## [TEXT BLOCK]
+++

Navigating the human frontier of AI adoption in pharma

Last year I engineered an advanced agentic AI pharma strategy development application.

One year later, after many illuminating discussions, the complexity of introducing such an offering became clear, and I decided that to shed more light I would produce a formal white paper based on a series of structured qualitative interviews with senior commercial leaders.

Here I set out the main findings with anonymised illustrative quotes drawn from the interviews and triangulate them with other published work by McKinsey, Bain, IBM, the World Economic Forum and others.

1.Leadership push or pull

The successful adoption of AI in pharma is inextricably linked to the vision and culture set by leadership.

This is unsurprising, but the research showed that different leadership approaches generate very different internal environments: cautious, incremental and slow; or ‘trial-and-error’ and ‘fail fast’ approaches. Some tolerated or even encouraged failure.

“The CEO... pushed for us to really engage in leading [AI adoption]... and it changed the culture a lot.”

Crucial is the messaging that AI augments jobs, not eliminates them.

“AI is not going to take your job. The person who’s going to take your job is somebody who knows how to use AI.”

Leadership styles varied from urgent, CEO-driven competitive pushes to deeply grounded CIO-led initiatives. In some cases, the desire to move fast or be first appeared to overwhelm.

“There was no clear road map, but a lot of buzz from senior people”.

“There is a bit of FOMO”.

External research confirms that CEO-led, enterprise-wide AI transformations with phased maturity models deliver significant financial gains but rely on consistent executive advocacy.

2. The human crux of implementation

AI adoption is overwhelmingly a people challenge, true of all other historic technology implementations, but the interviews provided a stark reminder. Leadership’s tone setting is vital, and where direction was hazy, workforce concerns intensified. Disparate AI literacy levels and uncertainty about AI outputs contributed to wariness among employees, making transparent communication and targeted training crucial.

“[In the future …] If you are not gold level in AI training, you’re out of the job.”

Organisations spoken to had divergent adoption styles: from mandatory certification programmes to looser approaches that encouraged individual-led experimentation. In many cases AI usage seemed to happen in user bubbles rather than as a coordinated change to workflow fundamentals, although where that change does happen it can be swift and dramatic.

“We have removed our first-line sales managers in Europe and US ‘like many other companies’. AI coaching has taken their place.”

+++

## [DATASET EXCERPTS]
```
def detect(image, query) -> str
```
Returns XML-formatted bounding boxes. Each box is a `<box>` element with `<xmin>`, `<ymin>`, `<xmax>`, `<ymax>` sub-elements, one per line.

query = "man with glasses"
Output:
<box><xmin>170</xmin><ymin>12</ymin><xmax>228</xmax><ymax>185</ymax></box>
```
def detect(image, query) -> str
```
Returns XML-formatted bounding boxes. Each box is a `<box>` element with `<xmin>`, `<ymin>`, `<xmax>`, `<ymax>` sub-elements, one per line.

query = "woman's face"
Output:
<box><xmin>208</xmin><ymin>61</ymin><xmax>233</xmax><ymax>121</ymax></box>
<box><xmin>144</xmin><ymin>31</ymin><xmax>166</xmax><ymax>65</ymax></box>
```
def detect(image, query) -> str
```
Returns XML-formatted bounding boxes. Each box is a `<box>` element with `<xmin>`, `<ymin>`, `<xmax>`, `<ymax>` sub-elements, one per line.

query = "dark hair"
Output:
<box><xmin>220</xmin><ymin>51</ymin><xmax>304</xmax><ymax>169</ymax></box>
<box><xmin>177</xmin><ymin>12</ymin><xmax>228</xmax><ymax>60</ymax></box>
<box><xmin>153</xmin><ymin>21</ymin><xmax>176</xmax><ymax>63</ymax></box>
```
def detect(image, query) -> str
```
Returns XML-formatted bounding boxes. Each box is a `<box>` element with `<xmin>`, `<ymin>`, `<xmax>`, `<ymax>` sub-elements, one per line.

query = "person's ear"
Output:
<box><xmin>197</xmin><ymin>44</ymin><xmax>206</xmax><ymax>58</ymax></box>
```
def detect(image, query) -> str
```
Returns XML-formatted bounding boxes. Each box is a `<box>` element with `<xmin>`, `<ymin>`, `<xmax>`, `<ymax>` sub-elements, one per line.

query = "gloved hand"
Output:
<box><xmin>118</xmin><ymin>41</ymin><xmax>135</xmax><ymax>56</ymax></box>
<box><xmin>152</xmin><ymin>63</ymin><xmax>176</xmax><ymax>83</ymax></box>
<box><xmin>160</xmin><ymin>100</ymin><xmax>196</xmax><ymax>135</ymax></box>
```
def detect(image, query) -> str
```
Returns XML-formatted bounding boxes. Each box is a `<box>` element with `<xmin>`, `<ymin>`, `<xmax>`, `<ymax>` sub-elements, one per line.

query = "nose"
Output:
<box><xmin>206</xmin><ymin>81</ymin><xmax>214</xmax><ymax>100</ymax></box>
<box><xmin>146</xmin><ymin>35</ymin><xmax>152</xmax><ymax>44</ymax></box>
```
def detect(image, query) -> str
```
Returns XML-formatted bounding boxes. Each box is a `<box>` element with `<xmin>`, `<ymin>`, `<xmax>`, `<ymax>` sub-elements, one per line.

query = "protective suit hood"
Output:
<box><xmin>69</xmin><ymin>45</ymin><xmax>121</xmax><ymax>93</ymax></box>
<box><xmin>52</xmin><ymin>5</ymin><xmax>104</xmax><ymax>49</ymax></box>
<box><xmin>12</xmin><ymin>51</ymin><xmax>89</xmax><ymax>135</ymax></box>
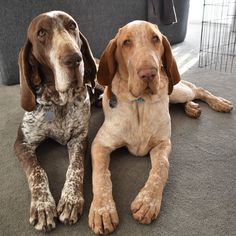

+++

## [YOUR TASKS]
- A) In the article on AI adoption in pharma, what took the place of the first-line sales managers removed in Europe and the US?
- B) Why does the article on AI adoption in pharma call transparent communication and targeted training crucial?
- C) Extract everything from "AI adoption is" down to "swift and dramatic." in the article on AI adoption in pharma.
The rows can be set aside.

## [LIST OF SOLUTIONS]
- A) AI coaching took their place.

- B) Disparate AI literacy levels and uncertainty about AI outputs contributed to wariness among employees. Those concerns made transparent communication and targeted training crucial.

- C)
AI adoption is overwhelmingly a people challenge, true of all other historic technology implementations, but the interviews provided a stark reminder. Leadership’s tone setting is vital, and where direction was hazy, workforce concerns intensified. Disparate AI literacy levels and uncertainty about AI outputs contributed to wariness among employees, making transparent communication and targeted training crucial.

“[In the future …] If you are not gold level in AI training, you’re out of the job.”

Organisations spoken to had divergent adoption styles: from mandatory certification programmes to looser approaches that encouraged individual-led experimentation. In many cases AI usage seemed to happen in user bubbles rather than as a coordinated change to workflow fundamentals, although where that change does happen it can be swift and dramatic.